Hedef ▸
İtidal üzerine olan alıntıda "Allah’ın tevhid dininden" sözleriyle başlayıp "arındırılması için çabalar." sözleriyle biten bölümü hiç değiştirmeden yeniden yazın.

======== Alıntı

Allah’ın tevhid dininden uzaklaşmış Yahudi ve Hıristiyan din adamları, hayatlarının çerçevesini hurafelerle dolu kitaplarına göre çizdiklerinde ilahi çizgiden uzak, Allah’ın diniyle uyuşmayan davranışlar sergiledikleri görülmektedir. İşte bütün bunlar itidalden uzak oluşlarını ve haddi aştıklarını ortaya koymaktadır.

İslâmi sistem, inanca ilişkin yanlış düşünceleri düzeltmek, doğrultmak ve itidale oturtmak için yoğun çaba harcar. Allah'ın kayıtsız-şartsız birliğini temel alır. Kitap Ehli'nin inançlarını bozan müşrikliğin izlerinden ve sızıntılarından arındırılması için çabalar.

2- İbadetlerde İtidal

(Resulüm!) Senin, gecenin üçte ikisine yakın kısmını, (bazen) yarısını, (bazen de) üçte birini yatmadan (ibadetle) geçirdiğini ve beraberinde bulunanlardan bir topluluğun da (böyle yaptığını) Rabbin elbette biliyor. Gece ve gündüzü (içinde olup bitenleri iyiden iyiye) ölçüp biçen ancak Allah'tır. O sizin, bunu sayamayacağınızı bildiği için, sizi bağışladı. Artık, Kur'an'dan kolayınıza geleni okuyun. Allah bilmektedir ki, içinizde hastalar bulunacak, bir kısmınız Allah'ın lütfünden (rızık) aramak üzere yeryüzünde yol tepecekler, diğer bir kısmınız da Allah yolunda çarpışacaklardır. O halde Kur'an'dan kolayınıza geleni okuyun. Namazı kılın, zekâtı verin, Allah'a gönül hoşluğuyla ödünç verin. Kendiniz için önden (dünyada iken) ne iyilik hazırlarsanız Allah katında onu bulursunuz; hem de daha üstün ve mükâfatça daha büyük olmak üzere. Allah'tan mağfiret dileyin, şüphesiz Allah çok bağışlayıcı, çok esirgeyicidir. (Müzemmil Suresi 20)

Ayeti kerime, çekilen yorgunlukları, zahmetleri ve sıkıntıları yumuşak okşayışlarla silen serin bir "hafifletme" meltemi estirerek zorlukların önüne adeta kocaman bir set yerleştirir.

Allah Teala, Müminlerin önemli vazifelerinin olduğunu, Allah’ın lütfundan aramak için yeryüzüne dağılacaklarını ve Allah yolunda mücadele edeceklerini beyan edip bu önemli vazifeler dururken, bunlardan el etek çekip hayatı sadece gece ibadetiyle geçirmelerinin itidali zedelediğini, ibadi hayatta da dengeli yapının oluşturulmasını, davranışların itidal üzere bina edilmesini istemektedir.

================
======== Verilen bilgiler

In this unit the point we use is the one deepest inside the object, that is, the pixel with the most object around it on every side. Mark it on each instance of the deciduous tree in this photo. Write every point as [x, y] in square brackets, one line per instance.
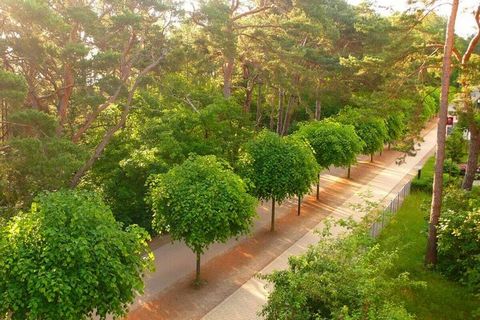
[67, 258]
[201, 202]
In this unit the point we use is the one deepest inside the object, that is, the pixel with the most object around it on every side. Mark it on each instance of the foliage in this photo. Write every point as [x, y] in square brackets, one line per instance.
[459, 237]
[425, 183]
[455, 147]
[14, 87]
[338, 278]
[335, 144]
[32, 123]
[441, 298]
[372, 130]
[267, 164]
[31, 165]
[156, 139]
[395, 127]
[201, 202]
[304, 169]
[67, 258]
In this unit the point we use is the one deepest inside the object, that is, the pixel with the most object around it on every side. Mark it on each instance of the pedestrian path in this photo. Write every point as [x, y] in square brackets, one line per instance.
[229, 267]
[247, 301]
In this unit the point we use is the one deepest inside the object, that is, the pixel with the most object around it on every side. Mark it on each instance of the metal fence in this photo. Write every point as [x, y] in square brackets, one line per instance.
[384, 217]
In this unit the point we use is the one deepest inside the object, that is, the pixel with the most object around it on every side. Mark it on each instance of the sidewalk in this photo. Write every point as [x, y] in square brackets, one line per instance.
[227, 267]
[248, 300]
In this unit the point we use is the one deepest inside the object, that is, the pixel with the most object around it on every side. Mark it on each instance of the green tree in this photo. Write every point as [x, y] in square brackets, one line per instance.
[338, 278]
[34, 159]
[272, 166]
[201, 202]
[335, 144]
[395, 127]
[372, 130]
[455, 146]
[304, 168]
[67, 258]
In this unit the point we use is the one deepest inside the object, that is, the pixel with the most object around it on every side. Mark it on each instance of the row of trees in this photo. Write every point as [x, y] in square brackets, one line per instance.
[187, 77]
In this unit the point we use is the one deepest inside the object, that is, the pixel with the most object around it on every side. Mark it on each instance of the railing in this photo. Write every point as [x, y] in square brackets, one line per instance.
[384, 218]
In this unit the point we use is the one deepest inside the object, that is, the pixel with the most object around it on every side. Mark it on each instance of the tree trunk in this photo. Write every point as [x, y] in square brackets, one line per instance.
[472, 163]
[299, 206]
[280, 111]
[286, 120]
[197, 273]
[318, 110]
[227, 76]
[65, 96]
[431, 254]
[272, 223]
[258, 116]
[121, 123]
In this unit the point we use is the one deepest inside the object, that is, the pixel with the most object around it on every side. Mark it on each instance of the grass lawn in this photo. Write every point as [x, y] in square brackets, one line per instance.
[441, 299]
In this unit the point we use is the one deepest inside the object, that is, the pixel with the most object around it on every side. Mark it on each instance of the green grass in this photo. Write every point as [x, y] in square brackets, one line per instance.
[428, 168]
[441, 299]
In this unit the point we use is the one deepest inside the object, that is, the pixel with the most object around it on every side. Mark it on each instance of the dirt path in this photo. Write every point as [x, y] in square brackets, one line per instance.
[229, 271]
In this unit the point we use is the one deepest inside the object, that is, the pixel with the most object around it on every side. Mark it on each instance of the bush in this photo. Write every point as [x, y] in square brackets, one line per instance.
[425, 183]
[459, 237]
[345, 278]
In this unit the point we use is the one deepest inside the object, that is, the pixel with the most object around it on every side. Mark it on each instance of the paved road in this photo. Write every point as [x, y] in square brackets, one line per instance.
[244, 303]
[229, 267]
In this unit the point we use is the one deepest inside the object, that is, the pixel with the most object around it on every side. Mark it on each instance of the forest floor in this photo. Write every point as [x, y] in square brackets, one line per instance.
[232, 291]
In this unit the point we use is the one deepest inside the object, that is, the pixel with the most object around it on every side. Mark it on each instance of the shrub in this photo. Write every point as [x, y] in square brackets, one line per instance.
[459, 237]
[338, 278]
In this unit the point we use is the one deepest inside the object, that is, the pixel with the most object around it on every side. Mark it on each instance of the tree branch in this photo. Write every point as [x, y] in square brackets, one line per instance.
[473, 43]
[253, 11]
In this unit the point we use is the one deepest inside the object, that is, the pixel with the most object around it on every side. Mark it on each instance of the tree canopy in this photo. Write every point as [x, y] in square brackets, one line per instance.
[201, 202]
[67, 258]
[335, 144]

================

Çözüm aşağıda ▸
Allah’ın tevhid dininden uzaklaşmış Yahudi ve Hıristiyan din adamları, hayatlarının çerçevesini hurafelerle dolu kitaplarına göre çizdiklerinde ilahi çizgiden uzak, Allah’ın diniyle uyuşmayan davranışlar sergiledikleri görülmektedir. İşte bütün bunlar itidalden uzak oluşlarını ve haddi aştıklarını ortaya koymaktadır.

İslâmi sistem, inanca ilişkin yanlış düşünceleri düzeltmek, doğrultmak ve itidale oturtmak için yoğun çaba harcar. Allah'ın kayıtsız-şartsız birliğini temel alır. Kitap Ehli'nin inançlarını bozan müşrikliğin izlerinden ve sızıntılarından arındırılması için çabalar.